▶ [Passage shown]:
◇ ◇ ◇ ◇ ◇

Generation X employees, like Baby Boomers, prefer communications sent via email and snail mail, Stotts says. “For the under-50 crowd, we also offer half-day pre-retirement seminars, with the main focus on retirement savings [rates], asset allocation and diversification,” she says. And, as part of the “Retire with Confidence” program, Gen X employees receive emails about age-relevant topics such as saving enough for retirement and choosing appropriate investments for their age. The communications also highlight tools available to participants through the T. Rowe Price website, such as an age-based asset allocation tool, to aid in their decisionmaking. 

Millennials also get targeted emails from T. Rowe Price, in this case covering topics such as the importance of saving for retirement, how to save enough to receive the full company match, and Roth contributions. “We also have found the younger generations feel much more at ease doing their own research using the INEOS benefits website, which is very different than [with] the Baby Boomers,” Stotts says. “We realize that the Millennials and Centennials may have different expectations insofar as communications. So we’re exploring other avenues for expanding our communications capabilities to include social media—texting, tweeting, chatting, etc.—and an electronic newsletter that would provide brief updates on a periodic basis.”

◇ ◇ ◇ ◇ ◇

▶ [What you will do]:
A: Answer these questions from the passage on retirement plan communications:
(i) What are the main topics of the half-day pre-retirement seminars offered to the under-50 crowd?
(ii) What tool on the T. Rowe Price website is given as an example?
(iii) Besides social media, what other communication channel is being explored?
B: Write the next part of the passage on retirement plan communications, picking up after its final sentence.
The entries that come next are separate material and have no connection to the passage on retirement plan communications.

◇ ◇ ◇ ◇ ◇

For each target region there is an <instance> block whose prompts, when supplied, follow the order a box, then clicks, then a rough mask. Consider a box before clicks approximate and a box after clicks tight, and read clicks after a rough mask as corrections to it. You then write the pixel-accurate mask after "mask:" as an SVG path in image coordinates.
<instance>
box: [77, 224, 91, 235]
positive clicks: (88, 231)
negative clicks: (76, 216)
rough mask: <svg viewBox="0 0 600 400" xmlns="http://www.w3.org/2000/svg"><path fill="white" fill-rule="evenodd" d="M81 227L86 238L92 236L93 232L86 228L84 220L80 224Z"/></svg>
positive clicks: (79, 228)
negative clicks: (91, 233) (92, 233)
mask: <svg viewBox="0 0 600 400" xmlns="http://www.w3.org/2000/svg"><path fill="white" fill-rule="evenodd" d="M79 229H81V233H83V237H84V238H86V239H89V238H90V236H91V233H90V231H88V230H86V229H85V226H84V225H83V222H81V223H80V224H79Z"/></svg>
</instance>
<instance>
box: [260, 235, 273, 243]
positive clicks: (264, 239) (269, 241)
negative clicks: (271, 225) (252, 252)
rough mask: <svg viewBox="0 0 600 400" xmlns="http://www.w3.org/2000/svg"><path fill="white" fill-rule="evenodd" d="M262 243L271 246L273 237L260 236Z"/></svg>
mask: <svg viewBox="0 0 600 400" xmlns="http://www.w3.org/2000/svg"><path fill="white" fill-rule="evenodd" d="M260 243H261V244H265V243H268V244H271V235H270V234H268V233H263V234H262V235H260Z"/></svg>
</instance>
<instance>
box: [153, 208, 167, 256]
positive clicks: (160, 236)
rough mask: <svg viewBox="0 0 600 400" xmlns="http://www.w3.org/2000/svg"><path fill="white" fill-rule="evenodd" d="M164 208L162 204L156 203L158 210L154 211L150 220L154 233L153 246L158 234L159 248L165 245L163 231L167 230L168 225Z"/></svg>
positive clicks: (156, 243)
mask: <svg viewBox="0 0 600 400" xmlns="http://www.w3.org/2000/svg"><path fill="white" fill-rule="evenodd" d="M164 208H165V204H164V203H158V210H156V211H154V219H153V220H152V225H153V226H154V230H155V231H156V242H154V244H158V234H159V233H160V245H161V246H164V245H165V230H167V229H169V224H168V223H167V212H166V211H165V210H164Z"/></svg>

◇ ◇ ◇ ◇ ◇

▶ [Results of the tasks]:
A:
(i) Retirement savings rates, asset allocation and diversification.
(ii) An age-based asset allocation tool.
(iii) An electronic newsletter that would provide brief updates on a periodic basis.

B:
In addition to the targeted education, some plan communications go out to all generations. Last November, INEOS—which is co-advised by The Ratay Group and The Mott Group, both at Morgan Stanley—sent a custom retirement-education brochure to all employees, and it highlights the plan provisions and importance of saving for retirement. “We did not customize the brochure to any one employee group, but we did insert a savings-rate table with varying salary amounts aimed to capture the attention of our employees,” says Erin West, INEOS retirement administrator lead. “We thought employees could relate to the materials better by showing an example of how to save for retirement based on their annual income level.”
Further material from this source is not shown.